STUDY MATERIAL section start

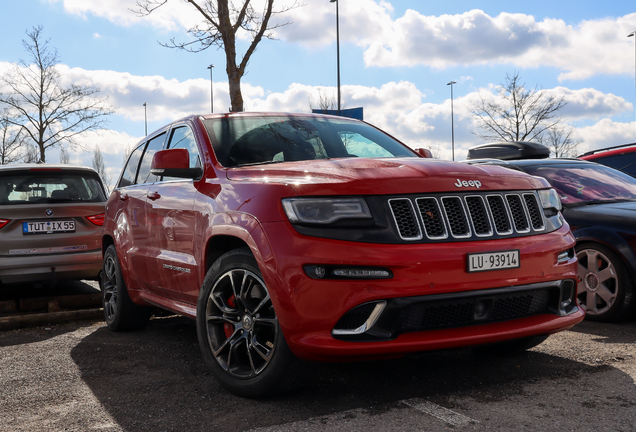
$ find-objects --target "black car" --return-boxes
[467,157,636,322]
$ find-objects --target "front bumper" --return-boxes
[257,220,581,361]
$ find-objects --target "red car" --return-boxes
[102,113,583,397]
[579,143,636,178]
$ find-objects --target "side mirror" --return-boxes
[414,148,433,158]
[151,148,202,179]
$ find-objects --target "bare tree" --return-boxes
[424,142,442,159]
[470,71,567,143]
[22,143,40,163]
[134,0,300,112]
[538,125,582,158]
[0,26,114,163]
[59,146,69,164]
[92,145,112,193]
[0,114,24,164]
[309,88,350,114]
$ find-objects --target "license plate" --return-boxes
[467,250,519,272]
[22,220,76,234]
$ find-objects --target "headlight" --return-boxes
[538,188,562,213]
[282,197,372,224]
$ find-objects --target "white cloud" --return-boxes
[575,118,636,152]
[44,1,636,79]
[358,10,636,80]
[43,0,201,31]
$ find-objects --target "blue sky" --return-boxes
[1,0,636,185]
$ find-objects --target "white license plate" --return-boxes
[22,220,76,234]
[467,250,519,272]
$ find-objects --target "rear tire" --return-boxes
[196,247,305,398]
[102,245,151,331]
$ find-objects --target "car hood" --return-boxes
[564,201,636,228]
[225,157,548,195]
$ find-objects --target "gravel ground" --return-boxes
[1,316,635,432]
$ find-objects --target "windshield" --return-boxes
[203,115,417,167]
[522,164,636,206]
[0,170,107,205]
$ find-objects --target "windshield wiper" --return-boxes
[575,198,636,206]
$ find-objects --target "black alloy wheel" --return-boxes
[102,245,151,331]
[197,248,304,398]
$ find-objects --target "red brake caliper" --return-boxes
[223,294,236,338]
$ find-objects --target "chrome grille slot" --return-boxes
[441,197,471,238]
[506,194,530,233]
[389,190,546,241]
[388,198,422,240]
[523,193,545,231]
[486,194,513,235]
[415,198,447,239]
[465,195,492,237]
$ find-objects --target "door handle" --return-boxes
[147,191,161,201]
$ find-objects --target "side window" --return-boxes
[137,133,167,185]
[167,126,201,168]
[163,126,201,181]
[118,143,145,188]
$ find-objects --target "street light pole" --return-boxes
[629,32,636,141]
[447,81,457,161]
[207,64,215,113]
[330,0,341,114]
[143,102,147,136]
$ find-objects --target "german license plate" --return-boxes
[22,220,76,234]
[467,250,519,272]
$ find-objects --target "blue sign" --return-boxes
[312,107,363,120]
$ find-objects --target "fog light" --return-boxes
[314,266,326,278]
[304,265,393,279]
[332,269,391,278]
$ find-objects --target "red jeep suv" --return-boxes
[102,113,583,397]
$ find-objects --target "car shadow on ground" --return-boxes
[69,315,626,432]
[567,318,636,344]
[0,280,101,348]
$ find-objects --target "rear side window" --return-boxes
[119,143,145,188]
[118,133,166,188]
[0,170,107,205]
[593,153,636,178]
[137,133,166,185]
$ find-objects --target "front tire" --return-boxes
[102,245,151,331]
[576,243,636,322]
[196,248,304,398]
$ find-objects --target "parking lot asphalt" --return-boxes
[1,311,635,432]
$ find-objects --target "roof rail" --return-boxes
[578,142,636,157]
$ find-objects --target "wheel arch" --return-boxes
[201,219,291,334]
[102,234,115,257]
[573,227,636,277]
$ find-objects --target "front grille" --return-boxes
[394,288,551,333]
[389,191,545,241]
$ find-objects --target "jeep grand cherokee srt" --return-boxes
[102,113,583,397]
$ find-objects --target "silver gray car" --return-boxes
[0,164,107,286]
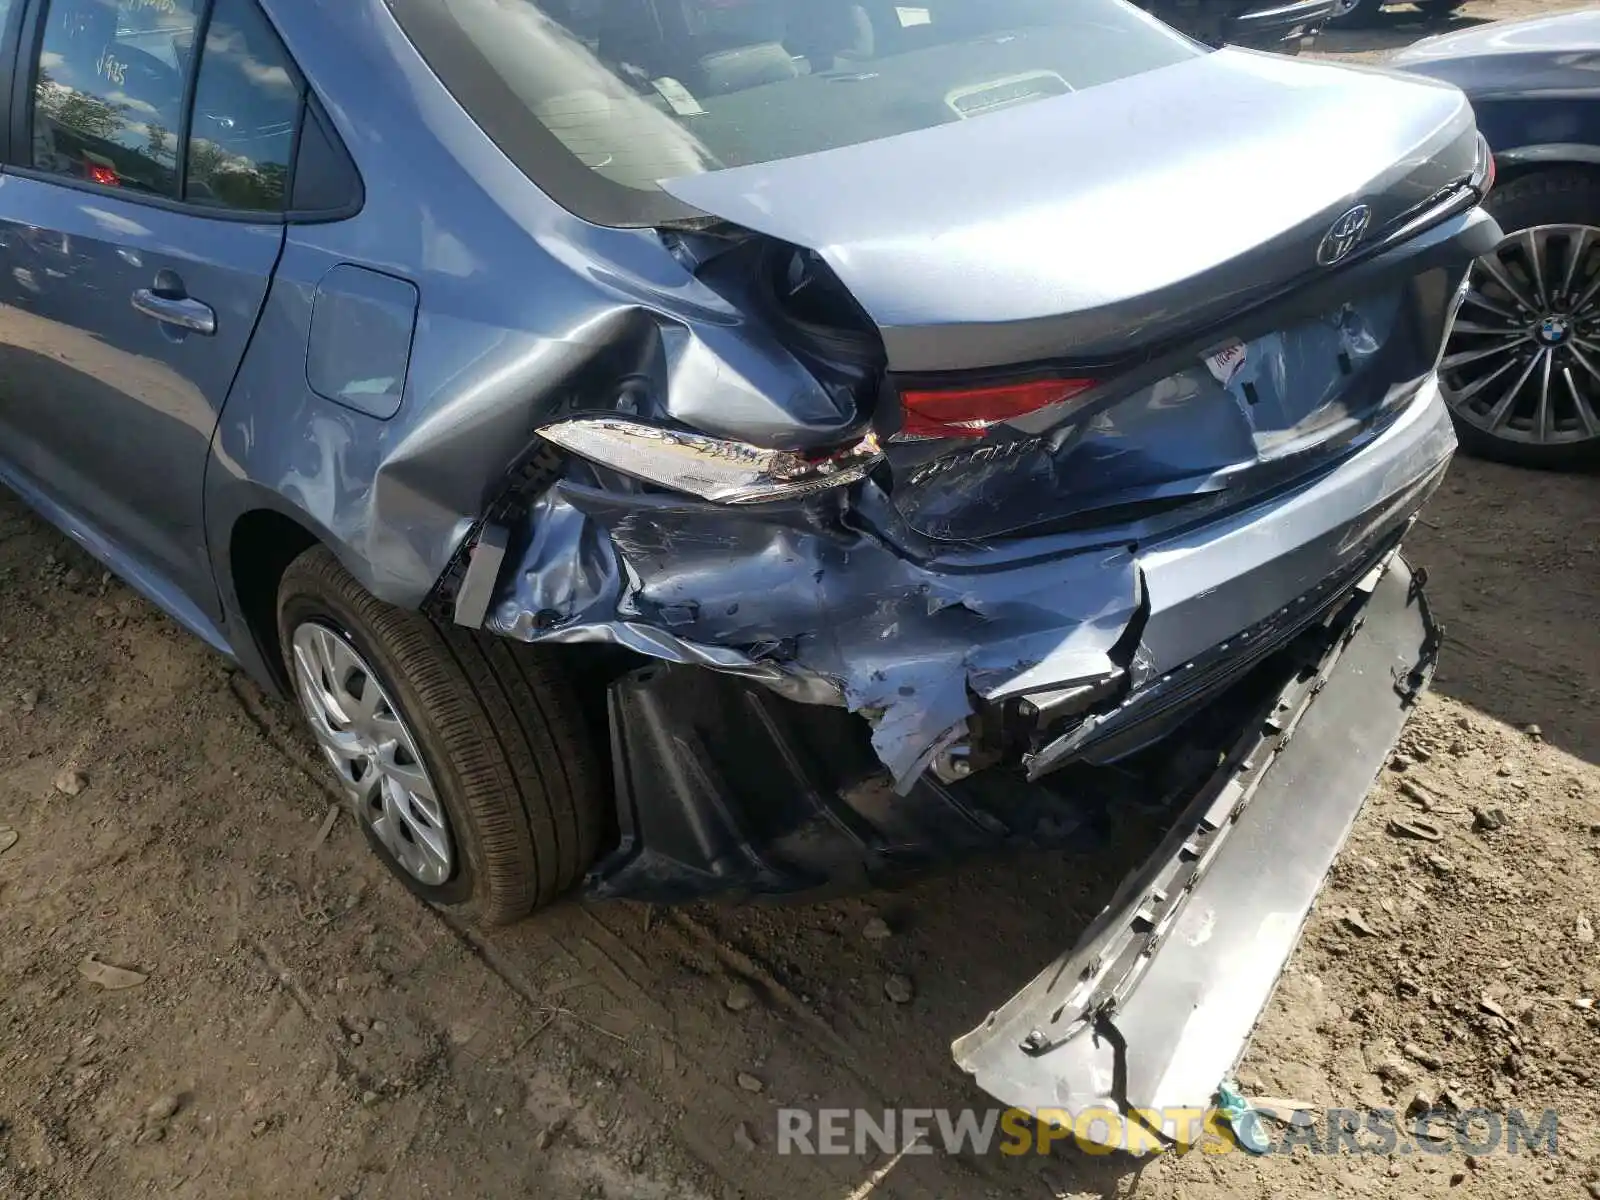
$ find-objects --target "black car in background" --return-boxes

STUDY MATERIAL section end

▶ _ACTION ITEM_:
Reprint every record exactly and skip the pictures.

▶ _ANSWER SECTION_:
$ find-objects --target "black car" --return-boxes
[467,157,636,322]
$ find-objects --target "front bumper" --return-boxes
[257,220,581,361]
$ find-objects --target "red car" --return-boxes
[102,113,583,397]
[579,143,636,178]
$ find-objects --target "side mirror" --return-boxes
[414,148,433,158]
[151,148,202,179]
$ find-objects --target "bare tree" --return-boxes
[424,142,442,159]
[470,71,567,143]
[22,143,40,163]
[134,0,300,112]
[538,125,582,158]
[0,26,114,163]
[59,146,69,164]
[92,145,112,193]
[0,114,24,164]
[309,88,350,114]
$ find-objects --target "license plate" --return-boxes
[467,250,519,272]
[22,220,76,234]
$ find-objects --target "headlight" --return-boxes
[538,188,562,213]
[282,197,372,224]
$ find-objects --target "white cloud" --return-boxes
[575,118,636,152]
[44,1,636,79]
[358,10,636,80]
[43,0,201,31]
$ find-objects --target "blue sky" --return-boxes
[1,0,636,185]
$ find-objects --target "white license plate" --return-boxes
[22,220,76,234]
[467,250,519,272]
$ find-objects --target "rear tire" --return-boxes
[196,247,305,398]
[102,245,151,331]
$ find-objects --target "car hood" --return-boxes
[564,201,636,228]
[225,157,548,195]
$ find-objects --target "gravel ground" --return-boxes
[1,316,635,432]
$ find-objects --target "windshield" --return-boxes
[203,115,417,167]
[522,164,636,206]
[0,170,107,205]
$ find-objects --target "windshield wiper" --return-boxes
[575,198,636,206]
$ find-objects --target "black alloy wheel" --return-boxes
[102,245,151,331]
[197,248,304,398]
$ find-objects --target "red brake caliper" --return-boxes
[223,294,236,338]
$ find-objects --target "chrome grille slot" --return-boxes
[441,197,471,238]
[506,194,530,233]
[389,190,546,241]
[388,198,422,240]
[523,193,545,231]
[486,194,513,235]
[415,198,447,239]
[465,195,492,237]
$ find-objects --target "door handle" --return-boxes
[147,191,161,201]
$ find-objects --target "side window" --return-boxes
[137,133,167,185]
[167,126,201,168]
[163,126,201,181]
[118,143,145,188]
$ find-objects --target "street light pole" --return-boxes
[629,32,636,141]
[447,81,457,161]
[207,64,215,113]
[330,0,341,114]
[143,102,147,136]
$ find-objects --target "german license plate" --return-boxes
[22,220,76,234]
[467,250,519,272]
$ find-objects --target "blue sign" --return-boxes
[312,107,363,120]
$ find-objects --target "fog light" --return-boxes
[314,266,326,278]
[304,265,393,279]
[332,269,391,278]
$ find-objects --target "red jeep suv" --return-boxes
[102,113,583,397]
$ find-objects --target "car shadow on ground" --return-boxes
[69,315,626,432]
[567,318,636,344]
[0,280,101,348]
$ find-objects --target "rear side window" --return-boxes
[119,143,145,188]
[118,133,166,188]
[0,170,107,205]
[593,153,636,178]
[137,133,166,185]
$ find-objects --target "front tire" --return-boxes
[102,245,151,331]
[576,243,636,322]
[196,248,304,398]
$ find-objects --target "parking lot asphalt" --return-boxes
[1,311,635,432]
$ find-objects --target "roof rail" --return-boxes
[578,142,636,157]
$ find-objects --target "wheel arch" --return-boxes
[201,219,291,334]
[102,234,115,257]
[573,227,636,277]
$ find-objects --target "front grille" --return-boxes
[394,288,551,333]
[389,191,545,241]
$ find-objects --target "jeep grand cherokee srt" --return-boxes
[102,113,583,397]
$ find-objects --target "silver gray car" --return-boxes
[0,164,107,286]
$ find-objects --target "black car in background" --return-boxes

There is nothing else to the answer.